:: Record extracts ::
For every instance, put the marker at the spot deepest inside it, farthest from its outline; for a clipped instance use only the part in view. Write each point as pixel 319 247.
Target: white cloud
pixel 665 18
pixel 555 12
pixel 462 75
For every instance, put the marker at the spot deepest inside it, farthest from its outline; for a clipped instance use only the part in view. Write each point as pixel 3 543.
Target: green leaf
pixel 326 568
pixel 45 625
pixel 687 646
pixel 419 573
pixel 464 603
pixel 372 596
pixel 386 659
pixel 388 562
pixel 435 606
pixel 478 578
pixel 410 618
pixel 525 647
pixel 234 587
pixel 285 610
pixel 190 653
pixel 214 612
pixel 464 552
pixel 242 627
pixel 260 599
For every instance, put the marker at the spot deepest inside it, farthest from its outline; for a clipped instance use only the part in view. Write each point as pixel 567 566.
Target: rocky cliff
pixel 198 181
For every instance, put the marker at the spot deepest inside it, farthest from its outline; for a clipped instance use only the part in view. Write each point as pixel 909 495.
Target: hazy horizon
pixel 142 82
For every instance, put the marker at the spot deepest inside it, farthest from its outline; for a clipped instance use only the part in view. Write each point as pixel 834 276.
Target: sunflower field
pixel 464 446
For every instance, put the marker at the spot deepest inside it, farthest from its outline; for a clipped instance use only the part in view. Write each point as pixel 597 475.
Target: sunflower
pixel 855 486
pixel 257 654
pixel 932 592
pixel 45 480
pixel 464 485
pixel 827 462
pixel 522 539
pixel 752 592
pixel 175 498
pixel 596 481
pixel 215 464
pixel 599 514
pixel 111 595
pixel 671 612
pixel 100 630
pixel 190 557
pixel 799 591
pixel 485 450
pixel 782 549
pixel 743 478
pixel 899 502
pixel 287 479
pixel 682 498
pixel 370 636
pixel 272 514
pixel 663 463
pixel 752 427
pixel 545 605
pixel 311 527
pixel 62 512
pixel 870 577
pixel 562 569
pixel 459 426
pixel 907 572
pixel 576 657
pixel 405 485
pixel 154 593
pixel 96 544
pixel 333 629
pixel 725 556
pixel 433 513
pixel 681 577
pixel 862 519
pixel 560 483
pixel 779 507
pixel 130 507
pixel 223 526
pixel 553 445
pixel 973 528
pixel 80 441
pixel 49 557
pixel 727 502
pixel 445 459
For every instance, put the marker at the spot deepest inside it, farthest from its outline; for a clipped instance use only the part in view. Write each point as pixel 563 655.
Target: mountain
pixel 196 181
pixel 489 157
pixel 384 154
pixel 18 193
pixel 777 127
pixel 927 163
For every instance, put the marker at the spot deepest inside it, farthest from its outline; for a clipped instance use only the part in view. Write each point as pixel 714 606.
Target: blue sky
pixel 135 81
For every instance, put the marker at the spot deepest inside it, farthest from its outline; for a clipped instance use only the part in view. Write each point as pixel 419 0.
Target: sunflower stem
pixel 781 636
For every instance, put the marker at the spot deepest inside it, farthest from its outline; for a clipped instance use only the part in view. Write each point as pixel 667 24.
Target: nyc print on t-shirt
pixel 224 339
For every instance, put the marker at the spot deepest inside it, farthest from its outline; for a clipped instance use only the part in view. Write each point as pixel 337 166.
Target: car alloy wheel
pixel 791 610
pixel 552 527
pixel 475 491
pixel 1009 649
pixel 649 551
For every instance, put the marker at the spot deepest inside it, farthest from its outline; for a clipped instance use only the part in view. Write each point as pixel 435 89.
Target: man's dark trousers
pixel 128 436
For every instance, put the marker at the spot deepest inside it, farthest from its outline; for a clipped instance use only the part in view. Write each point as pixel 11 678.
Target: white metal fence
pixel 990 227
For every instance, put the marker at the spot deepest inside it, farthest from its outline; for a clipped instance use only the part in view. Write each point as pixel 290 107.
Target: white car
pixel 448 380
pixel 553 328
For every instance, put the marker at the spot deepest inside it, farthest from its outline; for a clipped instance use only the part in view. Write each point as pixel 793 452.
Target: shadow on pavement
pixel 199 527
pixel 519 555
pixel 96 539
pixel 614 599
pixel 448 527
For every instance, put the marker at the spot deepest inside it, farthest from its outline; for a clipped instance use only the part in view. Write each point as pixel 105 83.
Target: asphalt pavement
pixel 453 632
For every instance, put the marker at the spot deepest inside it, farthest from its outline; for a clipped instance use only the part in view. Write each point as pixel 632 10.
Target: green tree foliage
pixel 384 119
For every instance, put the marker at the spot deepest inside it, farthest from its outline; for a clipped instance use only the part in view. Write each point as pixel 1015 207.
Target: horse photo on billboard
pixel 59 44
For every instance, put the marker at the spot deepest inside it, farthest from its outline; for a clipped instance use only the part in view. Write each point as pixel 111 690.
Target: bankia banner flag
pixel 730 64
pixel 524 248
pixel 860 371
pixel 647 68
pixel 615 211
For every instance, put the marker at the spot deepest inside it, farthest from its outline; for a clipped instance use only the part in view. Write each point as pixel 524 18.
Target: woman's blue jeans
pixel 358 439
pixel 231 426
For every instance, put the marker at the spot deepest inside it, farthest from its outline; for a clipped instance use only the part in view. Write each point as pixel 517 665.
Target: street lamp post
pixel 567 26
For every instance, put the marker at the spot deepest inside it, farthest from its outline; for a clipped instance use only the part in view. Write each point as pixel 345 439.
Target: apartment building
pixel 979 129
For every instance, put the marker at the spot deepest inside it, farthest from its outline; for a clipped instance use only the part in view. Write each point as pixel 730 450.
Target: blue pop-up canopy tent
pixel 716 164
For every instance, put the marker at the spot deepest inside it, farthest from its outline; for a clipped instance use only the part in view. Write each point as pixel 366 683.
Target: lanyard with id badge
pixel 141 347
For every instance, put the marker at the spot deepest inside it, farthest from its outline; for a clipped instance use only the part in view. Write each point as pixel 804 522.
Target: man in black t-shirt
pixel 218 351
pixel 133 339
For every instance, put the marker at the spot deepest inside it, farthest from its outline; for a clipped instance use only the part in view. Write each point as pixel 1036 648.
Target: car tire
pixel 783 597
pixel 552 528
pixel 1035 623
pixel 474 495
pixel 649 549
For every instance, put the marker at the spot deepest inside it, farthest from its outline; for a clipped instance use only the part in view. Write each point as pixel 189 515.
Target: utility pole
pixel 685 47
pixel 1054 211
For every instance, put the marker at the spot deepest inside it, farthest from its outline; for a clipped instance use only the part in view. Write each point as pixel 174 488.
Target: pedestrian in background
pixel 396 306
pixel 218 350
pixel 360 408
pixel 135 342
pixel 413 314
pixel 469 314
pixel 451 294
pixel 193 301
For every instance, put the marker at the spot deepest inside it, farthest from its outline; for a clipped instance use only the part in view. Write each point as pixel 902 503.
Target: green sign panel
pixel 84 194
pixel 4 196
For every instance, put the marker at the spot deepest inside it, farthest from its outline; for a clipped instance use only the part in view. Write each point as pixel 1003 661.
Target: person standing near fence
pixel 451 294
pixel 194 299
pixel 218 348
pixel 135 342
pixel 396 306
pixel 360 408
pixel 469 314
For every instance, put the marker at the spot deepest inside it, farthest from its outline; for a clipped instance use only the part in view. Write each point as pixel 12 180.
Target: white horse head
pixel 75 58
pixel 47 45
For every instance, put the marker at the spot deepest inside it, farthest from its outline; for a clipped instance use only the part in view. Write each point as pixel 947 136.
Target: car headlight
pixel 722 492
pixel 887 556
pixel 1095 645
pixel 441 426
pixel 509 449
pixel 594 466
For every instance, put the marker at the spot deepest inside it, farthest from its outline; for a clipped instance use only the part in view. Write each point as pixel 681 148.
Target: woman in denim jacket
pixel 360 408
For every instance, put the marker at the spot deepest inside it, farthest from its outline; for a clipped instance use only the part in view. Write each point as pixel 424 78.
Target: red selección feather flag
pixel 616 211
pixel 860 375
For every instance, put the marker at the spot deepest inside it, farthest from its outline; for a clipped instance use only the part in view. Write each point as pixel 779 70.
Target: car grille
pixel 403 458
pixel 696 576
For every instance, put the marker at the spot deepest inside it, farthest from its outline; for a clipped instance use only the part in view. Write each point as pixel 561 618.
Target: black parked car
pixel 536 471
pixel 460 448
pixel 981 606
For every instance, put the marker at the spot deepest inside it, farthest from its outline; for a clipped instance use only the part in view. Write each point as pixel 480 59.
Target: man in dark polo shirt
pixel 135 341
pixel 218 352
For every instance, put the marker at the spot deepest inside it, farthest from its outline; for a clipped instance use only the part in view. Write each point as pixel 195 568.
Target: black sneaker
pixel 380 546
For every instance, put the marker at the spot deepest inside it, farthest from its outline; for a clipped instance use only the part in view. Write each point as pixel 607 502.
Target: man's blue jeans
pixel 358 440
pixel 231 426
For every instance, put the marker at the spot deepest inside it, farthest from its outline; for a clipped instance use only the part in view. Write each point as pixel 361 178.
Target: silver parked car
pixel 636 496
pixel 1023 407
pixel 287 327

:: What is required ::
Rewrite the lines of the listing, starting at the line that has "pixel 563 655." and stopping after the line that has "pixel 777 127". Replace "mountain" with "hill" and change nothing else.

:: Correct result ::
For every instance, put the marker at the spot deepest inside it, farthest from its outline; for a clipped instance use only the part in view. Write each point as pixel 563 655.
Target: hill
pixel 196 181
pixel 489 157
pixel 384 154
pixel 18 193
pixel 777 127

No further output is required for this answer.